*** Begin section ***
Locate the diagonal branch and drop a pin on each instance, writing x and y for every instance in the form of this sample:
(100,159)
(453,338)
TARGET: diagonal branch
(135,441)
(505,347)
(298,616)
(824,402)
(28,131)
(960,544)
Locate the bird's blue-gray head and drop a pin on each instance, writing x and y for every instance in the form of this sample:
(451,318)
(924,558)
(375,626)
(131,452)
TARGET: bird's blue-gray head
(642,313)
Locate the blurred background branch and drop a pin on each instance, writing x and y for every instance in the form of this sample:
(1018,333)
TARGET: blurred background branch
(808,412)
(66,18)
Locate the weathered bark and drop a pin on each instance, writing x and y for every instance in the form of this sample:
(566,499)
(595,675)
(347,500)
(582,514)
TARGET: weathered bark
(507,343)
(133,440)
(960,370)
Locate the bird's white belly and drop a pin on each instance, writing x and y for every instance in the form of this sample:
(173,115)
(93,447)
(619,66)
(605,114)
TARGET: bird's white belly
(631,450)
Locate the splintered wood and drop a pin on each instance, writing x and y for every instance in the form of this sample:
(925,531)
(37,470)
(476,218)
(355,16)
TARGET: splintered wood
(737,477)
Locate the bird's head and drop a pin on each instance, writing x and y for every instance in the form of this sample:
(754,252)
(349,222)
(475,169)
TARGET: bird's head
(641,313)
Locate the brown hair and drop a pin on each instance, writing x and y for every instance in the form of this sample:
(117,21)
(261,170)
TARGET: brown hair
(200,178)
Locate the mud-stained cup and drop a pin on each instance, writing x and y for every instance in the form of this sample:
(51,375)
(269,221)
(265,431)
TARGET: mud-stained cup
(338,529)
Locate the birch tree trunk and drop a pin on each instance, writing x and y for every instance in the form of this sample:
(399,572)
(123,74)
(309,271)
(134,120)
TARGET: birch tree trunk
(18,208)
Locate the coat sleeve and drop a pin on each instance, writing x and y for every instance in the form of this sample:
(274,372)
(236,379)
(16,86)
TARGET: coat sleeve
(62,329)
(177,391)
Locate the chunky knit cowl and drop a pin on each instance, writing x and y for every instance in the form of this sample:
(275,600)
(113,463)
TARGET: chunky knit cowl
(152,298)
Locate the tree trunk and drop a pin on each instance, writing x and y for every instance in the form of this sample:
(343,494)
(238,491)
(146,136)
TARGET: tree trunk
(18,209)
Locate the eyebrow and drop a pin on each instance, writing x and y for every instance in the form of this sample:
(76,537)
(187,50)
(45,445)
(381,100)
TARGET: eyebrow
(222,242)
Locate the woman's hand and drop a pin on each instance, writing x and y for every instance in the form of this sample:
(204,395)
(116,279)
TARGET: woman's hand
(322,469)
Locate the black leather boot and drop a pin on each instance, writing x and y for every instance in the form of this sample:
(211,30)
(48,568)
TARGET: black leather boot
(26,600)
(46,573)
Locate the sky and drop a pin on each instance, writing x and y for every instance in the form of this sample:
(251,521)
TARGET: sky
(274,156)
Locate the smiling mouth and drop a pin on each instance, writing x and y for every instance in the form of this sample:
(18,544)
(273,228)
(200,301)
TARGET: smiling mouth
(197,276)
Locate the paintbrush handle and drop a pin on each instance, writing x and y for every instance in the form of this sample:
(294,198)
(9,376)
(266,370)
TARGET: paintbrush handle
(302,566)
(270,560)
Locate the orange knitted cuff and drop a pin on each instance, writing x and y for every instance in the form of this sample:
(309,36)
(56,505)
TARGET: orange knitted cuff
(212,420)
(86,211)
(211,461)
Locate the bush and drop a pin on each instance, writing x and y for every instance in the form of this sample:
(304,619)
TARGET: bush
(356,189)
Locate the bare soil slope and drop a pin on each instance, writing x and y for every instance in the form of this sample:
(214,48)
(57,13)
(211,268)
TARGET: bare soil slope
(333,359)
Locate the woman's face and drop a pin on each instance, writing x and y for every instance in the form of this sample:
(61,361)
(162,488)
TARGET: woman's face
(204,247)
*** End section ***
◆ **Work instruction**:
Every record above has to appear again, word for word.

◆ **Exercise answer**:
Locate the diagonal branch and drop a pin on each instance, writing x and y for every instance in the form of this sample:
(100,159)
(453,338)
TARGET: diagonal branch
(135,441)
(505,347)
(298,616)
(824,402)
(28,131)
(960,544)
Locate the bird's blue-gray head and drop a pin on each instance, writing x and y for every instance in the form of this sample:
(451,318)
(924,558)
(375,626)
(131,452)
TARGET: bird's blue-gray head
(642,313)
Locate the blurred background branch and drop a pin on each instance, writing x and y for every instance in the form of this sample:
(1018,333)
TARGET: blurred background branch
(808,412)
(66,18)
Locate the weathered bark and drop a pin on each instance, writing x and y for every instance in the form of this sample:
(566,499)
(595,675)
(347,500)
(582,514)
TARGET: weathered bark
(507,343)
(133,440)
(960,370)
Locate the bird's white belly and drop a pin on each instance, writing x and y for every instance in the form of this sample:
(173,115)
(93,447)
(619,66)
(605,114)
TARGET: bird's white belly
(631,450)
Locate the splintered wood and drop a pin on each instance, writing x and y for every instance in the form of this sample:
(925,531)
(37,470)
(476,218)
(355,16)
TARGET: splintered wood
(737,477)
Locate the bird's head and drop a pin on each instance, writing x and y for every instance in the form of this sample:
(754,252)
(349,222)
(475,169)
TARGET: bird's head
(641,313)
Locate the brown hair and drop a pin on each instance, writing x and y for every instance in the form of this sample:
(117,21)
(261,170)
TARGET: brown hair
(200,178)
Locate the mud-stained cup and drop a pin on each instance, writing x and y for every instance in the form of this sample:
(51,375)
(269,221)
(265,431)
TARGET: mud-stained cup
(338,529)
Locate the birch tree trunk and drop a pin on each instance, writing x and y for every instance in the form of this sample:
(399,572)
(123,74)
(309,271)
(134,120)
TARGET: birch tree trunk
(18,208)
Locate the coat sleeve and drop a pin on each instance, writing x and y for every instance in the form of this sample:
(274,372)
(236,379)
(16,86)
TARGET: coat sleeve
(62,329)
(177,391)
Locate the chunky knit cowl and drop a pin on each instance, writing x and y for every instance in the form of this sample:
(275,600)
(113,463)
TARGET: chunky knit cowl
(152,298)
Locate the tree trunk and drop a pin on each instance, writing x and y for every instance in the form of this sample:
(343,494)
(238,491)
(146,136)
TARGET: tree trunk
(18,209)
Locate the eyebrow and drop a pin on each instance, writing x and y for every instance in the form of this sample:
(76,537)
(187,50)
(45,445)
(381,100)
TARGET: eyebrow
(222,242)
Locate the woman's hand and drop a pin on each instance, writing x and y for every instance in the form of this sample:
(204,395)
(116,279)
TARGET: woman's hand
(322,469)
Locate the black leather boot and drop a pin on each instance, writing x and y for every instance in the form of this sample:
(211,30)
(48,568)
TARGET: black leather boot
(26,600)
(46,573)
Locate the sky and drop a pin on each instance, writing x and y for every instance in the form of this sample:
(251,521)
TARGET: sky
(274,156)
Locate the smiling mouth and drop a pin on each instance, writing x and y for every instance in the form of this sample:
(18,544)
(273,228)
(200,301)
TARGET: smiling mouth
(197,276)
Locate the paintbrush handle and drop a pin on each instance, writing x and y for every instance in the form of this sample:
(294,198)
(9,376)
(266,370)
TARGET: paintbrush handle
(302,566)
(270,560)
Locate the orange knitted cuff and drop a pin on each instance, writing x and y for every instance in the form of this sample:
(309,36)
(56,505)
TARGET: orange knitted cuff
(212,420)
(86,211)
(211,461)
Locate the bush and drop a pin on each instance, writing x and y for every instance in the form of this sample:
(304,619)
TARGET: bush
(356,189)
Locate the bare soil slope and drop a pin on each instance, writing x and y for every instance in the form of this sample:
(214,48)
(57,13)
(211,268)
TARGET: bare soil slope
(333,359)
Locate the woman's face and drop a pin on each instance, writing x and y for every instance in the form of this sample:
(61,361)
(162,488)
TARGET: woman's face
(204,247)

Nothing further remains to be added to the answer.